# Rockwell Blade Runner - Review



## The_Architect_23 (May 6, 2013)

Picked Up A New Rockwell Blade Runner Today While Grabbing A Few Things At Lowe's.
[attachment=24418]

I Have Seen This Tool At Rockler, And At Lowe's Before, Even Had A Giggle With My Lady Regarding The Fact Its An Inverted Jigsaw! Something Today Struck Me, And I Decided I Need To Stop Looking And Give It A Try. Whats The Worst That Could Happen? I Can Always Return It.

Got Home, Unpacked The Box And Was Instantly Disappointed By An Ugly Rust Spot On The Table. "Stainless Steel" Must Be Any Shiny Metal In China Terms. It Will Not Buff Off, Or Come Clean. Not A Real Deal Breaker But Would Have Been Nice To Have Some Lube On The Table.

I Followed The Instructions And Assembled The Guide. First Thing I Noticed Is The Lack Of Adjustment In The Roller Guides. There Is At Least 1/4'' On Each Side Of The Blade. The Arm Itself Claims To Be Adjustable To "Center" The Blade In The Gap. Good Luck, 30 Minutes Later It Falls Back To The Same Default Spot Each Time. Slightly Off To One Side. Ill Stop Being A Perfectionist For The Remainder Of My Testing. 

I Set In A 2/4 Scrap Piece Of Silver Maple, And Chose The " Smooth Wood " Blade Which Was Included With A Few Others. I Dropped The Head, And Lowered The Foot Onto The Wood. Assuming This Would Be Like A Scroll Saw On Steroids I Braced For Jumping As I Turned It On. I Set Blade Speed At 6 ( As Per The Manual ) Then Slowly Fed The Piece Into The Blade With The Miter Gauge. Instantly The Motor Bogged And Grabbed The Wood Producing Quite A Bit Of Vibration. This I Didnt Like, I Stopped The Machine And Removed The Wood.

Dataset:

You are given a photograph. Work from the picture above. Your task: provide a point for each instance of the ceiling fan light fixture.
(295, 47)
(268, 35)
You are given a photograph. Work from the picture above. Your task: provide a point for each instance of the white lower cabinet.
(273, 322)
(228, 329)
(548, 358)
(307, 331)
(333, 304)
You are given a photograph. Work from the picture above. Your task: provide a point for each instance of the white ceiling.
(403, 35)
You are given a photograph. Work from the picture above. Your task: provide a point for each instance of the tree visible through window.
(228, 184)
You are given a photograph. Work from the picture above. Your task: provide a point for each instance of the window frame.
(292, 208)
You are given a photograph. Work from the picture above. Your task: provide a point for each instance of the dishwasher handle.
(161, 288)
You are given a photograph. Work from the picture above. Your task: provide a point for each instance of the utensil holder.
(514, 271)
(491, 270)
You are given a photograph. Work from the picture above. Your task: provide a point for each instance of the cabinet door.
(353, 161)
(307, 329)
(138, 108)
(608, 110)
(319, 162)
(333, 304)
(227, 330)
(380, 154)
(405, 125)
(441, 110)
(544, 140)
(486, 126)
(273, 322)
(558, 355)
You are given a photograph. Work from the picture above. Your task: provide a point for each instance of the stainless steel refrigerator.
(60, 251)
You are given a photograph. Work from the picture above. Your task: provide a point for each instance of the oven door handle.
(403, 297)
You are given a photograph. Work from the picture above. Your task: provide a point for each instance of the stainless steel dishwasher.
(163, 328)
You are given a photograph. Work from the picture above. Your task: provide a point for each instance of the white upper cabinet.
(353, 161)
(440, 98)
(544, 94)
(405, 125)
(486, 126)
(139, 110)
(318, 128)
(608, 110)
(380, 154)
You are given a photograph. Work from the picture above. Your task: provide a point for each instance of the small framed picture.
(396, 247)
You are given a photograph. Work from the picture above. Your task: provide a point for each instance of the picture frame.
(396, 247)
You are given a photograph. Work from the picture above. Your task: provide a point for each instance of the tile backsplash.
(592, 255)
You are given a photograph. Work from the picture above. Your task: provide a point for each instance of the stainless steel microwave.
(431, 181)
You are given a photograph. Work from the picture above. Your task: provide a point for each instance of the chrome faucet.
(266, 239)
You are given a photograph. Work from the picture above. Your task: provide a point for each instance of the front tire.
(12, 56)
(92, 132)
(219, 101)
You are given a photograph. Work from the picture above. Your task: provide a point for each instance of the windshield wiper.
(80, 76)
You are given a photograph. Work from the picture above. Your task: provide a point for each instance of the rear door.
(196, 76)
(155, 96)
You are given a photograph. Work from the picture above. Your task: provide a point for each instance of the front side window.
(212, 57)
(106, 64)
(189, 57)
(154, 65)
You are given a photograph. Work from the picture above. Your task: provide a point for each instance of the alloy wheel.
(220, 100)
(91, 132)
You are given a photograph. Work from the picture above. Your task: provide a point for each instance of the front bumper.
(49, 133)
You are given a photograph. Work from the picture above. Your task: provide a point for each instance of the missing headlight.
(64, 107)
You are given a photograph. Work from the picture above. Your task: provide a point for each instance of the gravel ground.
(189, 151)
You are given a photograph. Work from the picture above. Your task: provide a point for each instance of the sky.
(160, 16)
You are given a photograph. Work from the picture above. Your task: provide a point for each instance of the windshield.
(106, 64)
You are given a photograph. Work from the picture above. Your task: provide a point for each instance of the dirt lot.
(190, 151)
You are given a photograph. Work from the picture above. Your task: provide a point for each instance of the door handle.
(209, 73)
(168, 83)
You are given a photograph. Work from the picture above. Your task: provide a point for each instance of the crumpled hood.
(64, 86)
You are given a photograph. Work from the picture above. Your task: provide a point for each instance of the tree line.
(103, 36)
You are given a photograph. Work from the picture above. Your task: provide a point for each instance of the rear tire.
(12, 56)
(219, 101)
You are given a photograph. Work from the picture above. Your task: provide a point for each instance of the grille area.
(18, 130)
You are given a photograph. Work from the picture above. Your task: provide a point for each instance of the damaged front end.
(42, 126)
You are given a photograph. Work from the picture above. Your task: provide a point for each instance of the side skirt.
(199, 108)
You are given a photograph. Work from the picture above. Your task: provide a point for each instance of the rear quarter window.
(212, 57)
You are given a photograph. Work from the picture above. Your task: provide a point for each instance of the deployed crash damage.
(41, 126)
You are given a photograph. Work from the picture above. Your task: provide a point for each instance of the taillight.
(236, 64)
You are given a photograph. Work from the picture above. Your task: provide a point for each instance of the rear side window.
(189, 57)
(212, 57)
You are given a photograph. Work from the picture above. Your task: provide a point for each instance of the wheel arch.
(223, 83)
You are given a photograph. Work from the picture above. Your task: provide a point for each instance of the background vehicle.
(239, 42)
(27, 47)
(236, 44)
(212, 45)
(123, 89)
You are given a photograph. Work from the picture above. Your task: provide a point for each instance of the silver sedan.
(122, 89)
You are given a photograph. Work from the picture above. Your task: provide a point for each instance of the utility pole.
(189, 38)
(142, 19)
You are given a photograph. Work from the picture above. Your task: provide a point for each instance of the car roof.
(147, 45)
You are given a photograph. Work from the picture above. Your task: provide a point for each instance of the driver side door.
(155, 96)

To do:
**1)** In the Rockwell Blade Runner review, what blade speed was set before feeding in the maple?
**2)** Write the next part of the Rockwell Blade Runner review, starting after its final sentence.
The items have no connection to the Rockwell Blade Runner review.

Task-by-task results:
**1)** Speed 6, as the manual specified.

**2)**
5/5/13 I Came Out Into The Shop This Afternoon And Attempted To Cut A Piece Of Soft Pine From The Big Box. I Chose A Finer Tooth Blade, And Upped The Speed. [attachment=24440]
I Rip Cut This Section And For The Most Part, Adding More Pressure To The Foot Eliminated The Grab, However Was Difficult To Feed The Stock. Claims OF The Blade Walking With The Grain, I Did Not Experience.

I Watched A Few More Sections On The How To Video And Couldn't Shake The Fact... Well Ill Let You Decide. This Is You're Informational Coach.
[attachment=24441]


At This Point I See No Use For Me To Keep This Sucker, Anything It Can Do WELL, I Can Do On The Bandsaw Or Scrollsaw. Things Its Unique For, Like Cutting Metals I Attempted Next.

[attachment=24442]
3/8 Rod - Alu
Cut Slow As You Can Imagine, But It Did Finish The Cut.

[attachment=24443]
0.62'' Alu - Sheet
Good Luck, Tired 2 Blades On Same Cross Cut. The Motor Doesn't Have Enough Power.

[attachment=24444]
Last But No Least, DuPont Corian. 
Pink = 0.5''
White = 0.60''
Both Cut Well, However Rip Cutting The 4 X 4 Tiles Into .5 X .5 Will Not Work Because The Fence Interferes With The Foot. I Also Had Issues With Being Able To Hold The Stock Safely Between The Fence And Head.

Overall Rating: 3 Out Of 5 Star
If You Have A Strong Arm, And Are Cutting MDF This Is The Saw For You. Its A Great Idea, But Sorely Executed. For Any Wood Worker This Is A Waste Of Time, But For Those Contractors And Weekend Warriors With No / Limited Tools, It Has Its Place. Just Dont Expect A Gold Star On You're Project.

Whats The Fate Of The Blade Runner In My Shop?
I Was Hoping To Be Proven Wrong By All The Reviews. Diamond In The Rough Perhaps? I Was Wrong. Its Going Back Today... I Don't Have a Use For This Type Of Tool, I Think I Could Stack More Wood Worthwhile In The Space It Would Occupy :rotflmao3:


----------



## barry richardson (May 6, 2013)

Thanks for posting! When I first saw these, I was excited cause they seemed like a good idea, but most of the feedback I've heard has been unfavorable, like yours. kinda glad I didn't rush out and buy one.


----------



## phinds (May 6, 2013)

There was a huge long review/discussion of this thing over on WoodWorkingTalk quite a while back --- it did not come off well.


----------



## The_Architect_23 (May 6, 2013)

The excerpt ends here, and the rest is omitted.